**To be done**
Repeat word for word the lines of the listing below, starting with the line that contains "nacelle on this basis." and going on through the end of the listing.
# START OF Records shown
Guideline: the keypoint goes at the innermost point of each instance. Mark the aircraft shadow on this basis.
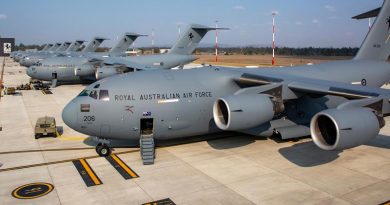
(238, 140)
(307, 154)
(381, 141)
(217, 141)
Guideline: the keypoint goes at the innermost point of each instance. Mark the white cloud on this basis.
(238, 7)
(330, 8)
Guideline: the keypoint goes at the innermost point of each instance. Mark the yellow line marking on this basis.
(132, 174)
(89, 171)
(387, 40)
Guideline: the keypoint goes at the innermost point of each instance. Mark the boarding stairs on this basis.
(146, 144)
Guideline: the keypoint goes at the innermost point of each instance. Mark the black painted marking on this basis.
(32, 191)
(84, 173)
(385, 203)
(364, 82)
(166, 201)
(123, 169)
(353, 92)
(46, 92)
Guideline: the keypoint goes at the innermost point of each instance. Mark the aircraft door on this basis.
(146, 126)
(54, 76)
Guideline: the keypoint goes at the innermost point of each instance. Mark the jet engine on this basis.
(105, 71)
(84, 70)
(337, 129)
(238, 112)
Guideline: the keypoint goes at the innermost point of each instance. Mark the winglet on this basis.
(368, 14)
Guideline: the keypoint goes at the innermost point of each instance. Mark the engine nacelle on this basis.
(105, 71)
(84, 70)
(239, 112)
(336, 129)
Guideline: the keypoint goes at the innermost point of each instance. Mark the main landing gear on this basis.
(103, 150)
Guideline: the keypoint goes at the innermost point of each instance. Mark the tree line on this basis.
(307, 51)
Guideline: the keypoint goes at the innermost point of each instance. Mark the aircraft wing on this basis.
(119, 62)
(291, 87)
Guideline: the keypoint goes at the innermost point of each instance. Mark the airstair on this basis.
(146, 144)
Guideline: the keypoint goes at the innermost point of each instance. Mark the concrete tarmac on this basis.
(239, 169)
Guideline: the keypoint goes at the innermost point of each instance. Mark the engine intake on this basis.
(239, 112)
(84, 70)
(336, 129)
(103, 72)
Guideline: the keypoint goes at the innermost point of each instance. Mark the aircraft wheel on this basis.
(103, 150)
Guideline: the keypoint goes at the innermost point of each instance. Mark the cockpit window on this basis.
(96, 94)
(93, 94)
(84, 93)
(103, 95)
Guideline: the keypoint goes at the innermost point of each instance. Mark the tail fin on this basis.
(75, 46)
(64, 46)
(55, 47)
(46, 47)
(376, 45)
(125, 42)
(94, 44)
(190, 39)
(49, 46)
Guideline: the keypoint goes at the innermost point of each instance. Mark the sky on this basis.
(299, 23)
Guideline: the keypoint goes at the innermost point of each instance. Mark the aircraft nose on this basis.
# END OF Records shown
**The result**
Guideline: the keypoint goes at the innermost point of each instance. Mark the engine nacelle on this basis.
(105, 71)
(84, 70)
(239, 112)
(336, 129)
Guideline: the keypoint goes at the innermost point of each instance. Mark the main landing gear on this basis.
(103, 150)
Guideline: the keypoint goes at the innermost point of each instance. Mark the tree line on this basis.
(307, 51)
Guideline: the keypoint goes at the innermost point of each instance. Mark the aircraft wing on this basis.
(119, 62)
(291, 87)
Guideline: the keypoint goes at the innermost point of each instance. Mark the airstair on this basis.
(146, 144)
Guideline: the keypoint goes at the innermost point of each instance. Mark the concrete tarmac on this basis.
(239, 169)
Guideline: the keypoint goes at the innermost point of each instance. Mark the engine intake on this basis.
(239, 112)
(84, 70)
(336, 129)
(103, 72)
Guideline: the keypoint goes at the innermost point of each instance. Mark the aircraft wheel on this basis.
(103, 150)
Guideline: the keypoint goes at the innermost point of each instance. Mark the cockpit window on this basis.
(96, 94)
(93, 94)
(84, 93)
(103, 95)
Guideline: the keypoint goes at the innermost point of each instance. Mark the tail fin on this basis.
(75, 46)
(64, 46)
(55, 47)
(46, 47)
(376, 45)
(125, 42)
(94, 44)
(190, 39)
(49, 46)
Guideline: the keypoint goes at the innermost point of each instance. Mark the sky on this basis.
(299, 23)
Guideline: the keypoint goes at the innermost point of each instance. Mark the aircraft nose on this basis.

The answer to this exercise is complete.